* begin *

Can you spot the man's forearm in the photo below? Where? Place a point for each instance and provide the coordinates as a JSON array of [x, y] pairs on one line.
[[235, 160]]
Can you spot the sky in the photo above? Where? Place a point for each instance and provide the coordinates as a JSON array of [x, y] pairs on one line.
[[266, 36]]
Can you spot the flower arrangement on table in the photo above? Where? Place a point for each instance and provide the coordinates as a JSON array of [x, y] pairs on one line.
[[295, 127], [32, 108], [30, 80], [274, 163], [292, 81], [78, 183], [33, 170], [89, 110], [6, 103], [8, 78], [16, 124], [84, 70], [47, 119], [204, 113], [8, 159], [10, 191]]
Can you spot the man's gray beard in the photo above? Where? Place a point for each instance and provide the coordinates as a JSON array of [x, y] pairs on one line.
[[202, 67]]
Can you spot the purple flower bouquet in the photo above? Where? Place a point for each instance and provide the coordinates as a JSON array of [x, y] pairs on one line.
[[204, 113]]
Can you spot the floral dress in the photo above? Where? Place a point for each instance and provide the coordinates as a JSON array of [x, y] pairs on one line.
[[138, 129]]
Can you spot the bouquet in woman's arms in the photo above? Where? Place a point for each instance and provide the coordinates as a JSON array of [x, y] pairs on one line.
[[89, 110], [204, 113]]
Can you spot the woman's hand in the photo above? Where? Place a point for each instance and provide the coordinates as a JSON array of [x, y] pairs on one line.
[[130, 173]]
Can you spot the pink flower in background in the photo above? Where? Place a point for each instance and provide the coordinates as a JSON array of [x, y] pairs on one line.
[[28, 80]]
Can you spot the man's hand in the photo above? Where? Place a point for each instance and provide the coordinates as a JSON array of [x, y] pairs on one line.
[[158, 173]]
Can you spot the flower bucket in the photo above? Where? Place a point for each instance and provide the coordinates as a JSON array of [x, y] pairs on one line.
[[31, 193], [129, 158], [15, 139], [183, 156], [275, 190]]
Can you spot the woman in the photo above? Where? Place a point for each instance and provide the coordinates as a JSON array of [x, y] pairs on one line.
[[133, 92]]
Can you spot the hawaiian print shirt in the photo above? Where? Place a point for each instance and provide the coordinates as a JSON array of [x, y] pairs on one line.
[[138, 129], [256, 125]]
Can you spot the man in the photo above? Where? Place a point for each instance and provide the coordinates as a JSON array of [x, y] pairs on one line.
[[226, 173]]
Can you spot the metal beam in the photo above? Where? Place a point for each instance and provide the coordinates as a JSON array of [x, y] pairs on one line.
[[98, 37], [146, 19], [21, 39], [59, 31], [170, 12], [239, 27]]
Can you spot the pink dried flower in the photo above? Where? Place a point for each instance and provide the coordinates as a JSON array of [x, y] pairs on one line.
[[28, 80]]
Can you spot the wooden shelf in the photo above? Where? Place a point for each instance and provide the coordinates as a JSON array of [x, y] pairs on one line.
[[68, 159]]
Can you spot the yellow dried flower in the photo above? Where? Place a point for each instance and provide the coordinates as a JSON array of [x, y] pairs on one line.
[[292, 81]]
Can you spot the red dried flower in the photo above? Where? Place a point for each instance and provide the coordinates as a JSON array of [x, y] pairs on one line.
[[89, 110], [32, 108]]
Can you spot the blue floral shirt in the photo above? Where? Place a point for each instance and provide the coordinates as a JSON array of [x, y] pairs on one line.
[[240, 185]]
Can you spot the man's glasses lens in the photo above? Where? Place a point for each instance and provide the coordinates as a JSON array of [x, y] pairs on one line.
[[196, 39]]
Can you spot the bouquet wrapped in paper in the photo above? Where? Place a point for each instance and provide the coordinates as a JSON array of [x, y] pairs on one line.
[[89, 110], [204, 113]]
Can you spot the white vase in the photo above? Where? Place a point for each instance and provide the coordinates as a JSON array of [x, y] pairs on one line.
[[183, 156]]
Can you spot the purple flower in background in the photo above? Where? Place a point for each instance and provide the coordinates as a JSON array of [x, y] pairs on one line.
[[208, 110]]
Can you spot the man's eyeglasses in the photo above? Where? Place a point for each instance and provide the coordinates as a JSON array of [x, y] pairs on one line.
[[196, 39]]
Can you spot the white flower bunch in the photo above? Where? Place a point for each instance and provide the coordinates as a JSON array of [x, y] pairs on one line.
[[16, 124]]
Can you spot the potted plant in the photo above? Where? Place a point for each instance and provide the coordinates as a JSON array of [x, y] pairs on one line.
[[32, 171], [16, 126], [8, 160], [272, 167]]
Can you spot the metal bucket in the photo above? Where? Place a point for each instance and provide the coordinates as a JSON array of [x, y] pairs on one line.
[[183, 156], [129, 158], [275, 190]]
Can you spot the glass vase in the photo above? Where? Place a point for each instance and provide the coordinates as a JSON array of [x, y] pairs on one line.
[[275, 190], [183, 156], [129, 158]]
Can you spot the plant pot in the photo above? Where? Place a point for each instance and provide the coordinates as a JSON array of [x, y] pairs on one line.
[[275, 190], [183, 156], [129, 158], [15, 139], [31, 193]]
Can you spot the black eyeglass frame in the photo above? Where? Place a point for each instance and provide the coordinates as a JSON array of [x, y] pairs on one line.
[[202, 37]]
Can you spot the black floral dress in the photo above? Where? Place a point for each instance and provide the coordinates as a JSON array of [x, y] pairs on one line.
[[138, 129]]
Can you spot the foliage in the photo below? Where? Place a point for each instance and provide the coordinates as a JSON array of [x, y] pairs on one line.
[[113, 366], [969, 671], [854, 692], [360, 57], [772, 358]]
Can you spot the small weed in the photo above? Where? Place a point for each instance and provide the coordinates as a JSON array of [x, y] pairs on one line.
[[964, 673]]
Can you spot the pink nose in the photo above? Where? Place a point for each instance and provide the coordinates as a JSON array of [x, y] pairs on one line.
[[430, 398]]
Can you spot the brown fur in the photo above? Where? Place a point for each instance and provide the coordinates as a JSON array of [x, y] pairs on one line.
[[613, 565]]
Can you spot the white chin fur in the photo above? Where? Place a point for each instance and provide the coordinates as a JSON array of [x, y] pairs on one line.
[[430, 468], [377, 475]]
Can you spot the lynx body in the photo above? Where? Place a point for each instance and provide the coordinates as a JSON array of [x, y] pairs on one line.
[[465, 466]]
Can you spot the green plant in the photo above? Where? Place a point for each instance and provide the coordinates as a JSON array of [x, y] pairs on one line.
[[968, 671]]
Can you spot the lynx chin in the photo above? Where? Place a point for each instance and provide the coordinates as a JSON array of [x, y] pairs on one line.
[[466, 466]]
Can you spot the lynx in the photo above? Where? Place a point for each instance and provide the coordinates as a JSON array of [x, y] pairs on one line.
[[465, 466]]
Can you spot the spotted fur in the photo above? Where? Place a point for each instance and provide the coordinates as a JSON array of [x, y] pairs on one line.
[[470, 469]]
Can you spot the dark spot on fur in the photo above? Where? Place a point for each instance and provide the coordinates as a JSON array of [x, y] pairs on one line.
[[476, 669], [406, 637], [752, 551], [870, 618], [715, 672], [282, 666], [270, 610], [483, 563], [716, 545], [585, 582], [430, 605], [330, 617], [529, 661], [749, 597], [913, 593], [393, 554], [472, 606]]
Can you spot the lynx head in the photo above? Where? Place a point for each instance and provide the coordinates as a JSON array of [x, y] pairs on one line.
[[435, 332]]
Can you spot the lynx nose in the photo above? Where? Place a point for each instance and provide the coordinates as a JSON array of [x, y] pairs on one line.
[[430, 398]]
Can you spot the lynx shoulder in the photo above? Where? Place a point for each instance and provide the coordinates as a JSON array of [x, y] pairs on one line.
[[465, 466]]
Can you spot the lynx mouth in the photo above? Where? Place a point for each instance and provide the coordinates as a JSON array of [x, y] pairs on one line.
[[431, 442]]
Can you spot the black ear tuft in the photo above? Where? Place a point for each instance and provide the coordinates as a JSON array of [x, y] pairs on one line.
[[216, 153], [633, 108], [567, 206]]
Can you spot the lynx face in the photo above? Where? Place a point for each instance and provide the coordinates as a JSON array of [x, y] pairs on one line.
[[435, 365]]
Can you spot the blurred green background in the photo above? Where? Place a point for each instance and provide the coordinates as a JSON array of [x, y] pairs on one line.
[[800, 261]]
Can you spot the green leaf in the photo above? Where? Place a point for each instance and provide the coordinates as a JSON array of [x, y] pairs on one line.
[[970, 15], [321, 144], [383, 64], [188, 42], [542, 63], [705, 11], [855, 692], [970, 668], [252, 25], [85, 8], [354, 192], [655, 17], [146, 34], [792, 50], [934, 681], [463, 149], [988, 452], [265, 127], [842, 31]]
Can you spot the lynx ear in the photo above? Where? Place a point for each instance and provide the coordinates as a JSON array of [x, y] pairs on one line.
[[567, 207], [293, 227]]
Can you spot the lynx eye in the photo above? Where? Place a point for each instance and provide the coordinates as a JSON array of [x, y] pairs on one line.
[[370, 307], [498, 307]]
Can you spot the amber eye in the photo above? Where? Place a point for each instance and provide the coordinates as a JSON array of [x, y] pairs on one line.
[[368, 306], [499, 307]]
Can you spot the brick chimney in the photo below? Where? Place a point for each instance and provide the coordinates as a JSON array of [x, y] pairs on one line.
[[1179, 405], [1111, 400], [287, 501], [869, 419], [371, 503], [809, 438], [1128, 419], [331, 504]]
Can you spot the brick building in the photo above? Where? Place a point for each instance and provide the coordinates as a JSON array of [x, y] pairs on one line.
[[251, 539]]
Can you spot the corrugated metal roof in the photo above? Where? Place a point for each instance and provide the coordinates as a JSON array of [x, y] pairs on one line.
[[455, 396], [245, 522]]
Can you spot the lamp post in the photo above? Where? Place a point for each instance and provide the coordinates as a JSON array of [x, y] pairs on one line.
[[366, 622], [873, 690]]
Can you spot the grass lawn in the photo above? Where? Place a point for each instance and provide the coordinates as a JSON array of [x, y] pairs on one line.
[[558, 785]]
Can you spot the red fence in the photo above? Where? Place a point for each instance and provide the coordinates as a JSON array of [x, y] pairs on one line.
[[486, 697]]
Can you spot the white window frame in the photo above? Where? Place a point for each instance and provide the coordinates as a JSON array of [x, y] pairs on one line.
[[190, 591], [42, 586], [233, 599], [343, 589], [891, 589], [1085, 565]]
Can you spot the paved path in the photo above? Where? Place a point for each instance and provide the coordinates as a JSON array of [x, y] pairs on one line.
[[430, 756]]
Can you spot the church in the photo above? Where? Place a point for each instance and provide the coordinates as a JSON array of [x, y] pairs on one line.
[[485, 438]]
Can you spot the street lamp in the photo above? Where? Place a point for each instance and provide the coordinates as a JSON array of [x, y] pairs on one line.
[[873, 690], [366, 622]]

* end *

# Task prompt
Can you pull out, word for word, the lines of the items from the line with "Can you spot the woman's" up to and including the line with "[[130, 173]]", and nothing else?

# Output of the exercise
Can you spot the woman's hand in the photo above? Where? Place a point for each instance and provide the coordinates as a JSON array of [x, y] pairs on one line.
[[130, 173]]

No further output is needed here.